Continue the text on Ransom Canyon, Texas, picking up after its final sentence.
-- START EXTRACTED TEXT --
Ransom Canyon is a residential community in Lubbock County of West Texas, United States. The population was 1,096 at the 2010 census.[2] It is part of the Lubbock Metropolitan Statistical Area.

Ransom Canyon has some unusually designed homes, including the Lawson Rock House and the Steel House, both designed by Robert R. Bruno (1945-2008). The steel house was featured on an episode of Texas Country Reporter with Bob Phillips shortly before Bruno's death.

History[edit]

Ransom Canyon lies in Yellow House Canyon, which was carved by the upper reaches of the North Fork Double Mountain Fork Brazos River. Because of its gradual upward climb, this great canyon was easily traversed and, therefore, served as a popular entry to, and exit from, the vast Staked Plains of West Texas and Eastern New Mexico.

In 1629, Father Salas of Santa Fe came down the canyon to San Angelo and back again; Captains Martin and Castillo followed the same route from Santa Fe in 1650. Indian tribes, buffalo hunters, Colonel Mackenzie and his cavalry, cowboys with their cattle herds ... these and many others have used the canyon with its freshwater springs as an avenue through history.

Ransom Canyon derives its name from the older designation, Cañon de Rescate, "Canyon of Ransom"; for it was in this region that Spanish and Anglo traders negotiated with the Comanches for the return of the hostages.

The town of Ransom Canyon was developed from 576 acres (233 ha) which was the last acreage of Johnston Ranch.[3] The original ranch contained about 165 sections, or more than 100,000 acres (40,000 ha). Most of it was sold off many years ago, but the Headquarters Section was owned by members of the Johnston family until 1961 when the dream of a town was conceived.
-- END EXTRACTED TEXT --
-- START LISTING --
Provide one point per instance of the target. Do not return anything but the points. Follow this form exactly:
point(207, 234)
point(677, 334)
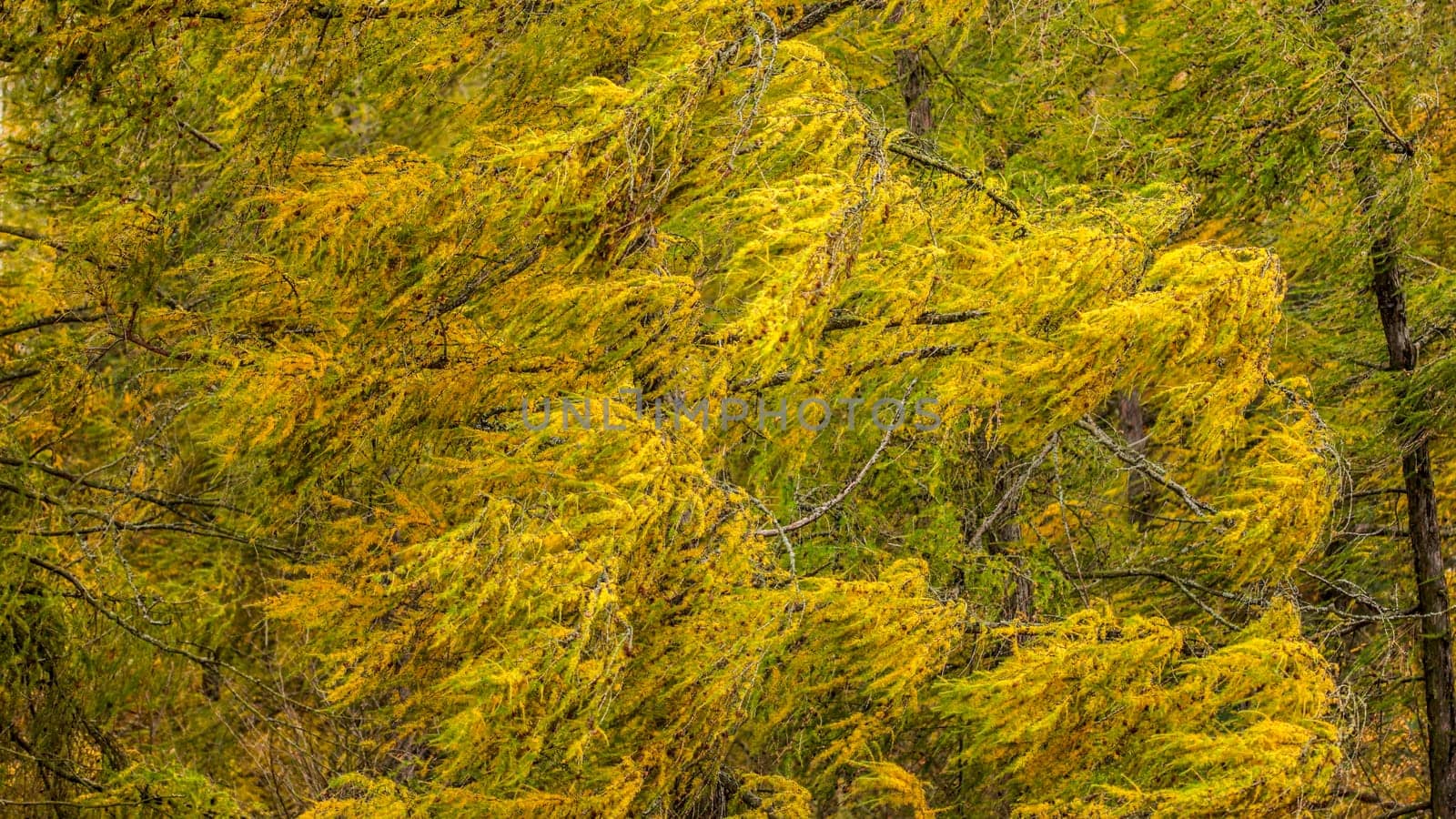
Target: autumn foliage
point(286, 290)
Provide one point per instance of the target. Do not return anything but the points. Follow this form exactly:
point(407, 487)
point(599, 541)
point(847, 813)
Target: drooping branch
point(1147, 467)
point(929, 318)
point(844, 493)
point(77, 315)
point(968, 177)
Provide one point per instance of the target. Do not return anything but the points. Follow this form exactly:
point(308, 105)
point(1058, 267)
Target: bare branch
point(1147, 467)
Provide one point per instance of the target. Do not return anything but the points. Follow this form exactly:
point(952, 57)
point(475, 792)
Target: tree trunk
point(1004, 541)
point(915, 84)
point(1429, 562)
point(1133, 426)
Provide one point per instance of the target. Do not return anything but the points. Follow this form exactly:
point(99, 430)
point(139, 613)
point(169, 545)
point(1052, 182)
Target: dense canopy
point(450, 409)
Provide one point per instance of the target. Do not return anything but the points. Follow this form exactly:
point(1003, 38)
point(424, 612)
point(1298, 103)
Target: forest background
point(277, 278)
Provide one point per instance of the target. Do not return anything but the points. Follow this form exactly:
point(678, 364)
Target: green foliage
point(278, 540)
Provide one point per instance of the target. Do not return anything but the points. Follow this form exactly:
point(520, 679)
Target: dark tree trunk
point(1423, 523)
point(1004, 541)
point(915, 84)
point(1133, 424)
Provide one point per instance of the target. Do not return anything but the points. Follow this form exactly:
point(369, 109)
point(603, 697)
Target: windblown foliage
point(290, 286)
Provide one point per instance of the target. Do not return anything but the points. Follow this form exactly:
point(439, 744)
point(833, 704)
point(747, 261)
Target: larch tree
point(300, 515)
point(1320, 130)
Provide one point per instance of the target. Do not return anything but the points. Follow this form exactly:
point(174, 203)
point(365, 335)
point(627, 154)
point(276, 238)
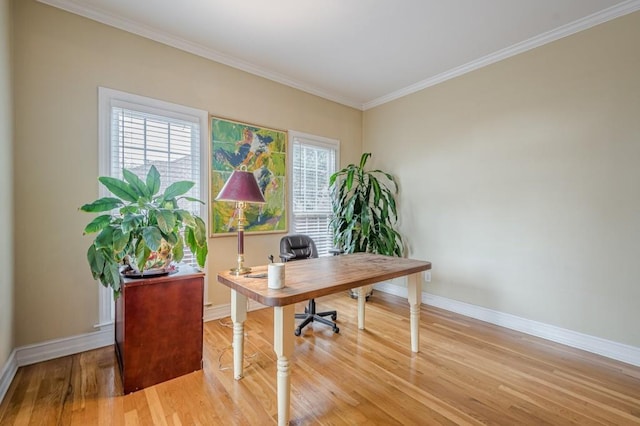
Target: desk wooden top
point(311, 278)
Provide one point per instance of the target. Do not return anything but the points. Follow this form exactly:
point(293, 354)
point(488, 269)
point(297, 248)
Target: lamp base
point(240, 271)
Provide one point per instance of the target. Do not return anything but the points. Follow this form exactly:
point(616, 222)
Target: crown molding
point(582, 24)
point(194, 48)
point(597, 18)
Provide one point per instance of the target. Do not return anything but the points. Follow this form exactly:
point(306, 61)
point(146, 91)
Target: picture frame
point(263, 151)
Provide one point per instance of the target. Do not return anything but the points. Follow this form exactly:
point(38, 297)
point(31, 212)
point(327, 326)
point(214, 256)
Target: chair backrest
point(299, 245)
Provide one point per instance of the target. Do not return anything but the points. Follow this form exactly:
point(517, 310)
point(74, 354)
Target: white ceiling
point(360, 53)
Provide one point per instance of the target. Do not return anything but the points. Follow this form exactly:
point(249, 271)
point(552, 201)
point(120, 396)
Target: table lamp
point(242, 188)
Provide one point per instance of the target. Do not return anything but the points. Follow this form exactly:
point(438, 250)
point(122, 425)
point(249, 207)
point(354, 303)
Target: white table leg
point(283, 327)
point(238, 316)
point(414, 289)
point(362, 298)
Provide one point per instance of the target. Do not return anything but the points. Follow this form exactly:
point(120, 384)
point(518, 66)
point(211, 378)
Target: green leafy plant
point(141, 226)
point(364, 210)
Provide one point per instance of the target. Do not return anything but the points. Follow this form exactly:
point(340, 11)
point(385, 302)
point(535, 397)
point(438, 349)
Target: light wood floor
-- END LISTING --
## WRITTEN REPLY
The Headquarters Ranch House and the Cowboy Bunk House (and bath house) were sheltered under the huge cottonwood trees on East Lake Shore Drive. Water for the bath house was supplied directly from the spring that is still flowing there.

The spring at the upper end of Brookhollow is shown on the oldest maps as "Pig Squeal" spring. No doubt wild hogs were trapped in this box canyon, hence the name.

Indian relics are still found, and at least one Indian burial site has been found in rocky ledges on the west side.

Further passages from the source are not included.